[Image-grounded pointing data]
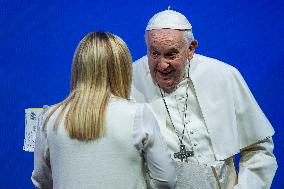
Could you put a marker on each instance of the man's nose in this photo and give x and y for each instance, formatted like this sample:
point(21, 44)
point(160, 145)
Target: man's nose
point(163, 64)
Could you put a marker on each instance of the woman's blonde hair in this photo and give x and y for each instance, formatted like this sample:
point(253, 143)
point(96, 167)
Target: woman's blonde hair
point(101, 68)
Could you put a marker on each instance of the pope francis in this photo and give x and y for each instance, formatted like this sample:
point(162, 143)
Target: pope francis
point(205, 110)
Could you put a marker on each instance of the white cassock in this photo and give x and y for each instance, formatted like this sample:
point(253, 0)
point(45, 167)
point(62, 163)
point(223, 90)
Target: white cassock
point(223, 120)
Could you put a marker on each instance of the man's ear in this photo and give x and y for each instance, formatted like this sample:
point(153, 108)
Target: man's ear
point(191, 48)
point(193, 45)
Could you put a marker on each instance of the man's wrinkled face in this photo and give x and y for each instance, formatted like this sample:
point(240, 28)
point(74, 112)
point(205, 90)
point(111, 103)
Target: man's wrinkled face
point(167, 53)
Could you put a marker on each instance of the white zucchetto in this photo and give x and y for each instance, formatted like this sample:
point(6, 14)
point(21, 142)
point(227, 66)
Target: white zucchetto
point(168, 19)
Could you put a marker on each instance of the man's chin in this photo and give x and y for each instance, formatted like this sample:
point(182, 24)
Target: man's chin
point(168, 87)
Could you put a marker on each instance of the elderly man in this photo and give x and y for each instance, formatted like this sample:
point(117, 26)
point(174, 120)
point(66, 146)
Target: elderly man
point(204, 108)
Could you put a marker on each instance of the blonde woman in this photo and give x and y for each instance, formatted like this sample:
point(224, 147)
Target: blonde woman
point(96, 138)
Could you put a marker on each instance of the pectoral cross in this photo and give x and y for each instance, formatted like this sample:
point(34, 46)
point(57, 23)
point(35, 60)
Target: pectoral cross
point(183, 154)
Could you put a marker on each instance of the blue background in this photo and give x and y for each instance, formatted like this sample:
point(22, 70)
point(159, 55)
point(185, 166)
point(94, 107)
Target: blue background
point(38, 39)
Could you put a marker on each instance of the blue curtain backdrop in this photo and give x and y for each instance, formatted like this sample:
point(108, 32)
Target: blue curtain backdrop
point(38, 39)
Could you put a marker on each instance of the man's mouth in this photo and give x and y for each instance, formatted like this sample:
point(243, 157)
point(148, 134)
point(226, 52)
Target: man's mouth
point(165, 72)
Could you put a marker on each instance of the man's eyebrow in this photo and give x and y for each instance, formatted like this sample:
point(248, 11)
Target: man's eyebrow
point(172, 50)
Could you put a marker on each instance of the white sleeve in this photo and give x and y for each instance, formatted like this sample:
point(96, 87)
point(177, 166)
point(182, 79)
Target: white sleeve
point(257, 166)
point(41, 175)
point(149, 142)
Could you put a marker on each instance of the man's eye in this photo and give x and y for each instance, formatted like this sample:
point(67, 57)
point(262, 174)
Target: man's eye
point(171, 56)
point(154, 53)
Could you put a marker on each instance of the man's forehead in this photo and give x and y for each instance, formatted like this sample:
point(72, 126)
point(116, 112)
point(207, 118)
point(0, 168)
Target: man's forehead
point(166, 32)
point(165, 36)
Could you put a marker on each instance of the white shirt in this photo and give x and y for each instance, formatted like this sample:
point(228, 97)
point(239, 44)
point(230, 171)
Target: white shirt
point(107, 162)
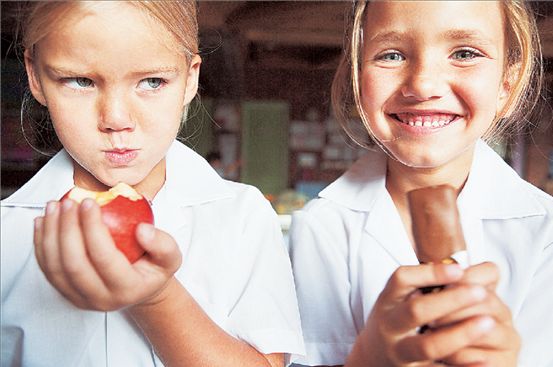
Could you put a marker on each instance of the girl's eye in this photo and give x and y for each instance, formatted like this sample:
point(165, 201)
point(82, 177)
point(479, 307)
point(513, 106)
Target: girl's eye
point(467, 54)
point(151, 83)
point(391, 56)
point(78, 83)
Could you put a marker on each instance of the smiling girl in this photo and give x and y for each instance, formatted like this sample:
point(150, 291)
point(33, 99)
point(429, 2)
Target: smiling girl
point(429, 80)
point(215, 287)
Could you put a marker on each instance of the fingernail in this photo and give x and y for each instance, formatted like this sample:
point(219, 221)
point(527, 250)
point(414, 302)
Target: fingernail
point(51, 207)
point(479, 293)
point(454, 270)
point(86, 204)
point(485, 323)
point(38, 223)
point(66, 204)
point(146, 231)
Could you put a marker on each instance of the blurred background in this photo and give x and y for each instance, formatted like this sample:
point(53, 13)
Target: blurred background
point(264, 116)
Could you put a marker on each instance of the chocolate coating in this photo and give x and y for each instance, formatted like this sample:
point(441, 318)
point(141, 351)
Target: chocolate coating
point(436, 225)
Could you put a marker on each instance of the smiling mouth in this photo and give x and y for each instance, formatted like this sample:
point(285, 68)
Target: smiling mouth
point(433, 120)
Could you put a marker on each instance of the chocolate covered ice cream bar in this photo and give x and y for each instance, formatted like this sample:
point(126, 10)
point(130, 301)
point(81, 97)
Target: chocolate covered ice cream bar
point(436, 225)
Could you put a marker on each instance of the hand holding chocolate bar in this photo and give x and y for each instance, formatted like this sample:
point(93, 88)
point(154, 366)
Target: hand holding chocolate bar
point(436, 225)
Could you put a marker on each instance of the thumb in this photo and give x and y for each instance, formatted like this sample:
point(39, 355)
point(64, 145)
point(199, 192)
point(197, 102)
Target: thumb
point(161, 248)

- [TASK TO COMPLETE] Go through the entries above and print each one exactly, minus the pictures.

- [TASK SOLUTION]
Could you put a marker on each instance of the man's nose in this photo and give x and y for each instance, formatted like this sample:
point(21, 44)
point(160, 145)
Target: man's nose
point(163, 64)
Could you put a marker on each instance of the woman's blonde hair in this photo and give x and y for each instance, formatted like this sample:
point(253, 143)
point(96, 167)
Target: woman's blonde hair
point(101, 68)
Could you put a marker on each instance of the pope francis in this photo and give x and y for each instance, formatted like this sample:
point(162, 143)
Target: pope francis
point(205, 110)
Could you put a marker on each instance of the white cassock in this photo and give x and y for each instance, formatted like this sample:
point(253, 0)
point(45, 167)
point(62, 163)
point(223, 90)
Target: white cassock
point(223, 120)
Could you put a marker on each instance of the man's ear in this photo and give x and y for each instance, formatted like this sample:
point(153, 108)
Target: man's ear
point(191, 48)
point(193, 45)
Could you put a marker on each instance of the man's wrinkled face in this photo and give x and y for each instance, formatted like this sample:
point(240, 28)
point(74, 112)
point(205, 90)
point(111, 103)
Target: man's wrinkled face
point(167, 53)
Could you put a marker on each instance of the white zucchetto in this photo and give x and y for each instance, formatted like this sample:
point(6, 14)
point(21, 142)
point(227, 66)
Target: white zucchetto
point(168, 19)
Could you put a marker on each instance of the man's chin in this photo and give x and y for each instance, formatted like this sample:
point(182, 24)
Target: man's chin
point(168, 87)
Could you put a marker on each instance of the elderly man in this photo and give x and y for each instance, formatted like this sample:
point(117, 26)
point(174, 120)
point(66, 146)
Target: elderly man
point(204, 108)
Could you put a marker on each instance of the blonde woman in this photo and give x and y for each instance, formatted like this sample:
point(224, 147)
Target: blonde woman
point(96, 138)
Could you put a marker on each instance of the pectoral cross in this photo and give x and y for each instance, formatted like this sample:
point(34, 46)
point(57, 23)
point(35, 60)
Target: pectoral cross
point(183, 154)
Could you put a marker on each instance of the blue background in this photo and give x and y for each instance, formatted like this sample:
point(22, 70)
point(159, 55)
point(185, 166)
point(94, 107)
Target: blue background
point(38, 39)
Could you put a marker on each instance of the blue curtain backdrop in this photo and give x and y for each instance, formatted like this sample:
point(108, 32)
Target: blue curtain backdrop
point(38, 39)
Could you put a marker on each instance of the man's mouth in this photo and give x and y for each instance, formatted like this sample:
point(243, 157)
point(148, 134)
point(226, 52)
Target: man's mouth
point(165, 72)
Could you put a marker on each instance of the man's eyebrow in this photo and give x and y for each instance, formatted like this sample:
point(248, 11)
Target: man's eyebrow
point(172, 50)
Could you put a marker on each instance of the white sleeve in this photo and give x and y for each instance, formatted like this sample:
point(96, 87)
point(177, 166)
point(182, 79)
Target: white sleeve
point(257, 166)
point(41, 175)
point(149, 142)
Could you put a marker on each instance of the man's eye in this photo and give x and y for each instance, formatted like this sample:
point(67, 57)
point(262, 174)
Target: man's eye
point(171, 56)
point(154, 53)
Could you put a marker on each instance of the man's forehead in this photo and give x and y for each instance, formatted like this sample:
point(72, 126)
point(116, 112)
point(207, 118)
point(0, 168)
Target: man's forehead
point(166, 32)
point(165, 36)
Could you put a marker on each instance of the white shirt in this photo and give x and y for each instance, formatted like this sample:
point(228, 97)
point(239, 44)
point(230, 171)
Target: white shirt
point(107, 162)
Could you put a marker on each instance of the girl's eye in this photo and give x and y for each instance, formatted like this sample:
point(165, 201)
point(82, 177)
point(479, 307)
point(513, 106)
Target: girl's eye
point(467, 54)
point(151, 83)
point(391, 56)
point(78, 83)
Could you put a marker on each instance of the smiling girl in this photo and give x and y for each instance, formatted like this sample:
point(150, 291)
point(33, 99)
point(429, 2)
Target: smiling girl
point(429, 80)
point(215, 287)
Could you put a marker on each instance of the fingernail in this photo and give x and y for each instance, formatted like this sample:
point(219, 221)
point(527, 250)
point(414, 302)
Target: fingernail
point(51, 207)
point(479, 293)
point(454, 270)
point(86, 204)
point(485, 323)
point(38, 223)
point(66, 204)
point(146, 231)
Could you put a marker on each instance of the blurred background in this photo and give x and y for each instance, formatted like this sample:
point(53, 13)
Target: blurred background
point(264, 116)
Could you put a marker on each instance of the chocolate coating in this photo and give x and y for each instance, formatted like this sample:
point(441, 318)
point(141, 351)
Target: chocolate coating
point(436, 225)
Could you put a marker on each instance of the smiling mouth in this photo and give x and y for each instance, formatted like this sample:
point(285, 68)
Target: smiling mouth
point(433, 120)
Could you put a marker on each instance of the chocolate covered ice cream bar in this photo and give x and y for each instance, formatted like this sample:
point(126, 10)
point(130, 301)
point(81, 97)
Target: chocolate covered ice cream bar
point(436, 225)
Could you put a marker on each instance of the hand holding chocolate bar in this photo and give x and y for each instance, formatted like this sample:
point(93, 88)
point(154, 366)
Target: hand holding chocolate bar
point(436, 225)
Could you put a marker on each instance of the thumb in this photo and give x and y for each instance, formatted like this sample:
point(39, 355)
point(64, 145)
point(199, 192)
point(197, 102)
Target: thumb
point(161, 248)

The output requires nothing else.